[Text segment]
Perjeta: Still Battling Denial of Service


For those who have asked, the Perjeta financing saga goes on.

William continues his work with the AETNA Case Manager to sway my medical provider to change their misinformed house policies pertaining to charging a $500 deposit per infusion of an AETNA approved and covered (i.e. scheduled) drug since December 2012.  I’ll leave explaining the details of this wild and wooly project for William to relate once the matter is satisfactorily resolved.  If I wasn’t feeling so disjointed and pestered by the side affects of the Chemo drug, the ride on this roller-coaster wouldn’t be near as nauseating.

William has properly identified and resolved the business reason for the financial staff at the medical provider not getting paid for Perjeta over the last year – wrong diagnostic and/or billing codes – and yet they have been sticking to their guns.  Something like – it’s their policy to make the patients assume 100% of the financial risk (responsibility) for this drug until AETNA miraculously starts paying for it.  Mind you, re-submitting their standing claims with the proper billing code and letting me move on without signing our financial life away for this FDA and AETNA protocol-required drug isn’t something they see as doable.  Well, at least not as of last Friday evening.
[/Text segment]
[Material provided]
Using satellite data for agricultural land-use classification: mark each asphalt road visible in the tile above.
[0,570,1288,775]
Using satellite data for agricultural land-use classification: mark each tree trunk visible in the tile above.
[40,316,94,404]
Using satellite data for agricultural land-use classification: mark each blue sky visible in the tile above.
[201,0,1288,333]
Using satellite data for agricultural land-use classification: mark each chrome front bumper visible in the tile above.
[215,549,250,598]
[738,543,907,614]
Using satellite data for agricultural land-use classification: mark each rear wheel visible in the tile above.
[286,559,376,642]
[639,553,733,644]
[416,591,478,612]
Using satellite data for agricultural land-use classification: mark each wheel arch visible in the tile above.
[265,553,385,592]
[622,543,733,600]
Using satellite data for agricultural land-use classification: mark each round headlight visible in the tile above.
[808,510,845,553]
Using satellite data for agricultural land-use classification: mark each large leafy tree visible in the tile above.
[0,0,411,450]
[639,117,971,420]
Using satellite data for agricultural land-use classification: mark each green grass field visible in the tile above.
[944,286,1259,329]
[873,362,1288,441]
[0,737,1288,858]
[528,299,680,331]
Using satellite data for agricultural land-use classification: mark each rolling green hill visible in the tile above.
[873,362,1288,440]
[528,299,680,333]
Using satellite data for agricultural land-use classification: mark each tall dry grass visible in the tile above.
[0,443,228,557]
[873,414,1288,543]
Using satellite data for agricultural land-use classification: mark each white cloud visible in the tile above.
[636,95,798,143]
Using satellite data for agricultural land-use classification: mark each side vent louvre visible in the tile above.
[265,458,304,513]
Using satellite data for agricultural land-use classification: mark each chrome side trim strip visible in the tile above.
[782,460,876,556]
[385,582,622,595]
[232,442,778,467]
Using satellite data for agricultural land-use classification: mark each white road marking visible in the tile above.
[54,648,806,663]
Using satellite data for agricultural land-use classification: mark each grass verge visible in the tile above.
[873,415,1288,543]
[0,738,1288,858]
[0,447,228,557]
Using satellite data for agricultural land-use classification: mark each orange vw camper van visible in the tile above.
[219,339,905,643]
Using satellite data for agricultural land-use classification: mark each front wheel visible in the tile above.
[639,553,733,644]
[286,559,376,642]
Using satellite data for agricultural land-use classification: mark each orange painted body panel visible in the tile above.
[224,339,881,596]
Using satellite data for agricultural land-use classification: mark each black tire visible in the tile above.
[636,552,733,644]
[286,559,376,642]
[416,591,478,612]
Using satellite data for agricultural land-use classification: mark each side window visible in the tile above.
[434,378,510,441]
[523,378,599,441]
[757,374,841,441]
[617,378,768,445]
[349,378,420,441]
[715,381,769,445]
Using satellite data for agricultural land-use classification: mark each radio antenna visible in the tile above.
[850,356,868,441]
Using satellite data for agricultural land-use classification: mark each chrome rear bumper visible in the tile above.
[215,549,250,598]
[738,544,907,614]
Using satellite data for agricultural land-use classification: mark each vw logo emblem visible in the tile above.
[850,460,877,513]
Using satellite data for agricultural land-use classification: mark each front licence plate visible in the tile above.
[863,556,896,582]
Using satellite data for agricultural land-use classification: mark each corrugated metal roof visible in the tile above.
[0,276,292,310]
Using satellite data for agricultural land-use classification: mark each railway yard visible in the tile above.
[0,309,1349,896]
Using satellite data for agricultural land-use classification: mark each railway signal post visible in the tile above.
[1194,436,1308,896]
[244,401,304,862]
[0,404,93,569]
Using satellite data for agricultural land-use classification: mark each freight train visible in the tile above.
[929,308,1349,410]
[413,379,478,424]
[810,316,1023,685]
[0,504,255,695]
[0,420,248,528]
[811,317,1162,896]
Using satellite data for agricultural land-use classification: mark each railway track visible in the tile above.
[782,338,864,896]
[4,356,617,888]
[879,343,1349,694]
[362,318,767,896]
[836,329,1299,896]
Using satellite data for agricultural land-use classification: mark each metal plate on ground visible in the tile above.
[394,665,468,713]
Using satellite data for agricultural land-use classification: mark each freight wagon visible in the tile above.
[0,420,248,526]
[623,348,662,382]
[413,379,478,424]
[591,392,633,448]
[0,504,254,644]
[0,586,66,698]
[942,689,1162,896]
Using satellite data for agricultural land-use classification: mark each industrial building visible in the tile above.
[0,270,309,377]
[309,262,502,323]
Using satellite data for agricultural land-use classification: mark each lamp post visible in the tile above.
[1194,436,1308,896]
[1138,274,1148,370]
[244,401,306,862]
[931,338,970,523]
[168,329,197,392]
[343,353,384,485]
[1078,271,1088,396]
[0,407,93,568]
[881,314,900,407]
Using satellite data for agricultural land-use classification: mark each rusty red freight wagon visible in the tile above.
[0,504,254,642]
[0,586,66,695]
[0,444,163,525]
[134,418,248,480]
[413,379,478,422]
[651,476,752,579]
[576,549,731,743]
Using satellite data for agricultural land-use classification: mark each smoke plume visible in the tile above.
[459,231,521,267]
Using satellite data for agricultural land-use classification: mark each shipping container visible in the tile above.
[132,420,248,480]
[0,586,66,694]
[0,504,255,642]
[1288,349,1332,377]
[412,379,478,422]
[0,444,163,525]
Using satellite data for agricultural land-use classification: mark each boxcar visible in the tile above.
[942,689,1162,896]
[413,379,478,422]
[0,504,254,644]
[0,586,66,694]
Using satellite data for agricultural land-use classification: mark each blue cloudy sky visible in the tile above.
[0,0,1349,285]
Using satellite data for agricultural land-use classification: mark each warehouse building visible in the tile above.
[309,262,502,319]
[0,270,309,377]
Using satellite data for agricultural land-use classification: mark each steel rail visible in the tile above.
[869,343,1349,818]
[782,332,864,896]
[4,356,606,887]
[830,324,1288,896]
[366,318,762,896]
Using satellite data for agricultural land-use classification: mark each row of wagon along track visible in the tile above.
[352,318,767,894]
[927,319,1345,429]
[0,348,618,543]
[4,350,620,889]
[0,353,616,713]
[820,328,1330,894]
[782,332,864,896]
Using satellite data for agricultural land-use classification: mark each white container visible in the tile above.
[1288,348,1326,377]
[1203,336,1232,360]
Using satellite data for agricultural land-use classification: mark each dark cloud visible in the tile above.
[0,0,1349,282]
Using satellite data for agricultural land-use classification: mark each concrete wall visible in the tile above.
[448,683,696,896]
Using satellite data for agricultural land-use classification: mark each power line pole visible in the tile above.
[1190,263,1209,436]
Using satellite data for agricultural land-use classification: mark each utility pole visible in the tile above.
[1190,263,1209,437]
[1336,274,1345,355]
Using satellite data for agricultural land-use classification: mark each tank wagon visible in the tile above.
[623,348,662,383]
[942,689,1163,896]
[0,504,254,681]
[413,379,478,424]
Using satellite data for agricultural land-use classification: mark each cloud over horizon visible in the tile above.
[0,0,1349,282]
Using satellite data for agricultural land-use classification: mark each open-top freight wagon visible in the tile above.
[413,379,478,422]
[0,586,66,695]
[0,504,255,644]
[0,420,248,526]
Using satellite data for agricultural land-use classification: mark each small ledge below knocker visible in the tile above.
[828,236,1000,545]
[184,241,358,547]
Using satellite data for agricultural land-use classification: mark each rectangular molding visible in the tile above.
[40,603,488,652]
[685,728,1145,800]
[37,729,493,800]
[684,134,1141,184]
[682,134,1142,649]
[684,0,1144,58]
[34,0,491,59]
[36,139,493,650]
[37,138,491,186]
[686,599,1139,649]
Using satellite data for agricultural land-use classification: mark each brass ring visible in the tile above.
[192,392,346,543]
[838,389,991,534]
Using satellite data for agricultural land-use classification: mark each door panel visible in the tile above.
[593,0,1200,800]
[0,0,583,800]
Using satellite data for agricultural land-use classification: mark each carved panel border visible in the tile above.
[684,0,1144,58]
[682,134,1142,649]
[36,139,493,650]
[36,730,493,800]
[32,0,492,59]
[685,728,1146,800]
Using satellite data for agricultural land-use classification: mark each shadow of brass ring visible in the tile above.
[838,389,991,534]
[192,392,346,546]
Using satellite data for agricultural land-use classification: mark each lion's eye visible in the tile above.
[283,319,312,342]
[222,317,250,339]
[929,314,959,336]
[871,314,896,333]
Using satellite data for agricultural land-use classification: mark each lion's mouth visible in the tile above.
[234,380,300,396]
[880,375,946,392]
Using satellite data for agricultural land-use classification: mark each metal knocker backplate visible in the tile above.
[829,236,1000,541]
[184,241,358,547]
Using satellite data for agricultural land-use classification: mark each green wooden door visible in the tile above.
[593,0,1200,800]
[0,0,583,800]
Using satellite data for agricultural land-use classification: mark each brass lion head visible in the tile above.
[/Material provided]
What to produce -
Write out the Perjeta post word for word, from "Perjeta: Still Battling" to "near as nauseating.".

Written solution -
Perjeta: Still Battling Denial of Service


For those who have asked, the Perjeta financing saga goes on.

William continues his work with the AETNA Case Manager to sway my medical provider to change their misinformed house policies pertaining to charging a $500 deposit per infusion of an AETNA approved and covered (i.e. scheduled) drug since December 2012.  I’ll leave explaining the details of this wild and wooly project for William to relate once the matter is satisfactorily resolved.  If I wasn’t feeling so disjointed and pestered by the side affects of the Chemo drug, the ride on this roller-coaster wouldn’t be near as nauseating.